** Start **

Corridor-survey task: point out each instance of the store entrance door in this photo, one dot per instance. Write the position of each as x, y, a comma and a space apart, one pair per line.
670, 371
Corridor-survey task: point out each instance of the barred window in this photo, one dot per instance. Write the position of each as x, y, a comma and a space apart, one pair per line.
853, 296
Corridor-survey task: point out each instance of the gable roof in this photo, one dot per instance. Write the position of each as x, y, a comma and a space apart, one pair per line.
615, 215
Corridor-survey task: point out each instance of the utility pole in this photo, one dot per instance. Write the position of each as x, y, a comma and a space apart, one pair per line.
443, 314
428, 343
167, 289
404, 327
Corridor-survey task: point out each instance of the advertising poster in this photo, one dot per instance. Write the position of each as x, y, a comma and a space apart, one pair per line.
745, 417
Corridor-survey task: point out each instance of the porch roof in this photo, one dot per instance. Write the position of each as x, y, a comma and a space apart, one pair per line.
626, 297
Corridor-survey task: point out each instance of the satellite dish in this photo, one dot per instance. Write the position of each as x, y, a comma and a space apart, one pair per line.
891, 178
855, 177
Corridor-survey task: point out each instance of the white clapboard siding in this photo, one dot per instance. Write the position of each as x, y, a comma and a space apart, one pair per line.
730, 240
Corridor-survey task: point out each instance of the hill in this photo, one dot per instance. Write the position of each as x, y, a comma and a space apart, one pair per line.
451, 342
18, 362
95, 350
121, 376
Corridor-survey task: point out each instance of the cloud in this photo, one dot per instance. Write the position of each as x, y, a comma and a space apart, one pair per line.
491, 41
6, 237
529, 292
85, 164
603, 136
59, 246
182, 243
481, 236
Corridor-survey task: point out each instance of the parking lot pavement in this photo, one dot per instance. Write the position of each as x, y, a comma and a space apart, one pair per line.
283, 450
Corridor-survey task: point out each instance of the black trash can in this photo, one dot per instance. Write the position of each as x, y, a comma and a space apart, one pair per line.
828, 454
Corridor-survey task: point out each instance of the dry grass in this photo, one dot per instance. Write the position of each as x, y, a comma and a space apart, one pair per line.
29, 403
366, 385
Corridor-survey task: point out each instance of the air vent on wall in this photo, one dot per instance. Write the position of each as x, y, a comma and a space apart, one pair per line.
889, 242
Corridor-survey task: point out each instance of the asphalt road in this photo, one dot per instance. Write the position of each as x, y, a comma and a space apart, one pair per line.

** End **

## What to work on
Transcribe each entry precisely, missing none.

## Finished task
Corridor-survey task: point out each instance of the store entrance door in this photo, one dot per instance. Write the position of each as x, y, a comma and a space apart, one pair per line.
670, 371
Corridor-survey task: point out each instance of the barred window in this photo, one dot per instance. Write the position of each as x, y, a comma and a space apart, one pair per line.
853, 296
Corridor-survey task: point out each instance of the gable roof in this photo, one dot per instance. Write the position of each as x, y, a comma and a space apart, one pair per line.
615, 215
Corridor-survey task: point out each instance of the utility pole in this photo, one dot per instance. Write the position of each as x, y, a comma and a space apart, one pair per line.
443, 314
428, 343
167, 289
404, 327
Corridor-survey task: point out each instance of the advertising poster in this photo, one dot per instance. Write the position of each as x, y, a comma and a space apart, one pair per line.
745, 417
Corridor-survey task: point out each instance of the porch roof in this photo, one dot per instance. Write the position of each as x, y, a comma and a space apart, one pair per line.
626, 297
Corridor-survey task: point out each instance of the satellite dish in this photo, one dot per instance. Write the position of each as x, y, a comma and a space apart, one pair per line.
891, 178
855, 177
Corridor-survey task: point out each instance of the white clapboard siding in this photo, one dot per instance. Write the position of each as x, y, a comma and a space apart, one pair per line.
730, 240
Corridor-survey task: point out each instance of the hill in this photo, one dot per instance. Write the position of each as x, y, a comma and a space apart, one pair per line.
451, 342
18, 362
95, 350
121, 376
Corridor-survey task: point out each instance of the cloud in this photo, one dot per instance. Write the position of each as x, y, a comma and a space apart, one pair per line.
491, 41
6, 237
529, 292
85, 164
603, 136
59, 246
182, 243
481, 236
Corridor-survey task: point out each instance of the parking lot pavement in this photo, one dot per instance. Write the position of each as x, y, a comma and a space apart, one pair per line.
283, 450
Corridor-survey task: point out each instance of the black trash can in this photo, one dot per instance. Write the position of each as x, y, a comma and a space apart, one pair per line.
828, 454
Corridor-survey task: point out each instance of the dry grass in this photo, one dot per instance. Write the position of each as x, y, a comma and a space apart, one pair per line.
29, 403
366, 385
Corridor-survey task: point out each instance of the air vent on wall in this photo, one dot per instance. Write the position of each as x, y, a comma and a space apart, one pair per line.
889, 242
Corridor-survey task: point out each instance of the asphalt road in this photo, one dot per instance. Write the position of each as x, y, a comma and a space apart, one pair per line.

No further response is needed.